** WHAT IS REQUIRED **
For every line below that includes the word "shirt", add one; report the final number and nothing else.

Items listed in a dataset
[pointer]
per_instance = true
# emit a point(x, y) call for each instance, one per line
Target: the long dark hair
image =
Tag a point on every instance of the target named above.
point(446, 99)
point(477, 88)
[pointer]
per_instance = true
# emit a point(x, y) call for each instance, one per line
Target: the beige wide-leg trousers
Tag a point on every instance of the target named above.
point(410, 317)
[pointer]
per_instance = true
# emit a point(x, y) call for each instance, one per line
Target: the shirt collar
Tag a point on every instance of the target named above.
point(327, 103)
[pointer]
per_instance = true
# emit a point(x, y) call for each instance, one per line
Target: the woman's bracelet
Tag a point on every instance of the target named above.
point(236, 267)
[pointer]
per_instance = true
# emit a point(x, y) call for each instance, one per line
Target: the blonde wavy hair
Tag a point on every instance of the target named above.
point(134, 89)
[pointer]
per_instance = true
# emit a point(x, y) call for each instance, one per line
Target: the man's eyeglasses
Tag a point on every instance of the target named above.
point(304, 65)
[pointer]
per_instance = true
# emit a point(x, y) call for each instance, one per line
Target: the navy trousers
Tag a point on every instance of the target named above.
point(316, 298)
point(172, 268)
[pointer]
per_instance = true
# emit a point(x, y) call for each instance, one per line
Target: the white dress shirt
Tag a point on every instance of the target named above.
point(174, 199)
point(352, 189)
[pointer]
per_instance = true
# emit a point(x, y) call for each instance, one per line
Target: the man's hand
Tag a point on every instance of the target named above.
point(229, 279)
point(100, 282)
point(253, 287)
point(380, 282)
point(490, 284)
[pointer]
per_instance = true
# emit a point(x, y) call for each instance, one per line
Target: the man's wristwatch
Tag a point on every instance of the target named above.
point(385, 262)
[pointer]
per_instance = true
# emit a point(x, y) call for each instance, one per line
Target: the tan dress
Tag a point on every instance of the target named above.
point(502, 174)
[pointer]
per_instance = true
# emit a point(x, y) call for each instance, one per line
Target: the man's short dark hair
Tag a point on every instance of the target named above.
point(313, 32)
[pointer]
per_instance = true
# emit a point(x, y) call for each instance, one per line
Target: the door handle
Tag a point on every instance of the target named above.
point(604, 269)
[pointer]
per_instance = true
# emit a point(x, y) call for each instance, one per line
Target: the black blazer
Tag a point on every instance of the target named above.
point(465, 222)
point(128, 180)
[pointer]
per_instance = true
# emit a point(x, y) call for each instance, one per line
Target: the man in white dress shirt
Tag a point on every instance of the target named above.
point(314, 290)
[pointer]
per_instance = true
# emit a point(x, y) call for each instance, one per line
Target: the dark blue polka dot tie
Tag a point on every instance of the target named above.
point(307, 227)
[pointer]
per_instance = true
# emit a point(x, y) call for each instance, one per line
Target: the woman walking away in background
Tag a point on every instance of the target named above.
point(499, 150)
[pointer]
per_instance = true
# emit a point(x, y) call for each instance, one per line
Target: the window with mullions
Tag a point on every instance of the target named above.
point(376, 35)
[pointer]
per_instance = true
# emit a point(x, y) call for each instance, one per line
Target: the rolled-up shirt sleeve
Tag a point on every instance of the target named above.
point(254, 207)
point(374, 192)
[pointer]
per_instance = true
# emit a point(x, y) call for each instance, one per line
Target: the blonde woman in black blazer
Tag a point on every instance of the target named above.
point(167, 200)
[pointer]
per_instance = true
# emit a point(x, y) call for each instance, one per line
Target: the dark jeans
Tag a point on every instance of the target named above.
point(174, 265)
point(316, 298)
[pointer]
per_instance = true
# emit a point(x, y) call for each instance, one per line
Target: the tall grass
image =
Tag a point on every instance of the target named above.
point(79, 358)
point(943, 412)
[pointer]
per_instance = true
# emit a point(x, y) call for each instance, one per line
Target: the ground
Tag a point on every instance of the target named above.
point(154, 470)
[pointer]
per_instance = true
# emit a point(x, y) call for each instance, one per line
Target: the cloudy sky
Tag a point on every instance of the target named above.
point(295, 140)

--

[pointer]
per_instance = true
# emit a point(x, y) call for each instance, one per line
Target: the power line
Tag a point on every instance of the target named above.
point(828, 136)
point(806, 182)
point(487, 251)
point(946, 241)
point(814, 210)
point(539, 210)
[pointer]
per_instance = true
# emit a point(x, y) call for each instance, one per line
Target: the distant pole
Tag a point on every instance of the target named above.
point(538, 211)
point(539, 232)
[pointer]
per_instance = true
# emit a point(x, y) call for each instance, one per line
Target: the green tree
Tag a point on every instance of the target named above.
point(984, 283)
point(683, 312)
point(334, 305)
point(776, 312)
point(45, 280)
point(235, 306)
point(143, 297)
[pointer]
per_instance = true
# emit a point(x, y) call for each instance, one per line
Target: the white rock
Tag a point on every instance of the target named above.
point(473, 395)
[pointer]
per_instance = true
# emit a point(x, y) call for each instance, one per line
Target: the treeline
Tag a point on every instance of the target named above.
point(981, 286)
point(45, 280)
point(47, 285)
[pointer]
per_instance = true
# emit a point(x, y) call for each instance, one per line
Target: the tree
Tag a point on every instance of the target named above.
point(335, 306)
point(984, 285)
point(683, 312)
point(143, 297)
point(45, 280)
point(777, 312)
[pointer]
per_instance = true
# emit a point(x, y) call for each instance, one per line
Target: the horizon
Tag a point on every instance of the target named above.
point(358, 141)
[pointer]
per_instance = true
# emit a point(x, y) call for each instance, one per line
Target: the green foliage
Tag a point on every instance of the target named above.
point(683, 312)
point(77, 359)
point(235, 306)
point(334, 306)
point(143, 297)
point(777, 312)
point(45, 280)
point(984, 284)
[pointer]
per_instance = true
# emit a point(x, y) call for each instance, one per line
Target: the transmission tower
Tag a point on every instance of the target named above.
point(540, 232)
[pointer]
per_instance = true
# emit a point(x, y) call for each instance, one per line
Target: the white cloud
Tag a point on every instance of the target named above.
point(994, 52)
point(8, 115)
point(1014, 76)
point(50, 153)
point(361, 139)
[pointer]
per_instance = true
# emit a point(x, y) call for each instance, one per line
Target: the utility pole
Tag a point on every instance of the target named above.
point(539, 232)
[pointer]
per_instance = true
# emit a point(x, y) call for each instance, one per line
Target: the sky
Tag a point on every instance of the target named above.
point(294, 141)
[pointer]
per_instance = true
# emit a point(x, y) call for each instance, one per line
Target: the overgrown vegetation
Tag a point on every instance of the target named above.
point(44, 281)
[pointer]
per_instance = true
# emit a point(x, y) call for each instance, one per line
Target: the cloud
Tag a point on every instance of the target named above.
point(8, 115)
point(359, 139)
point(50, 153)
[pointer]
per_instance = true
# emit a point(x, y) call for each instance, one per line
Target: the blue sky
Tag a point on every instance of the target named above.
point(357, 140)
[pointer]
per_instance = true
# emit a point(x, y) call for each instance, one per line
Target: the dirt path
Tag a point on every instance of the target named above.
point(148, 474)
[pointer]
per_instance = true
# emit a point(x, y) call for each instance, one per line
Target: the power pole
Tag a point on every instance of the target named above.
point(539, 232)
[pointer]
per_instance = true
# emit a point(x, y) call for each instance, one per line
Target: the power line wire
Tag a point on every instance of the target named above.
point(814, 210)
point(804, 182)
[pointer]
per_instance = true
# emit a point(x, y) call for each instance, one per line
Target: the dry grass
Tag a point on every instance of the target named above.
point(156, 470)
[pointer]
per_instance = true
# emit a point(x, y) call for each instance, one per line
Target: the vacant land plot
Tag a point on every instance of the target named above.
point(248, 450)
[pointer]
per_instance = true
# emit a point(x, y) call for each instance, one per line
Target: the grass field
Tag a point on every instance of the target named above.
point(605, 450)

** FINISHED EXERCISE **
4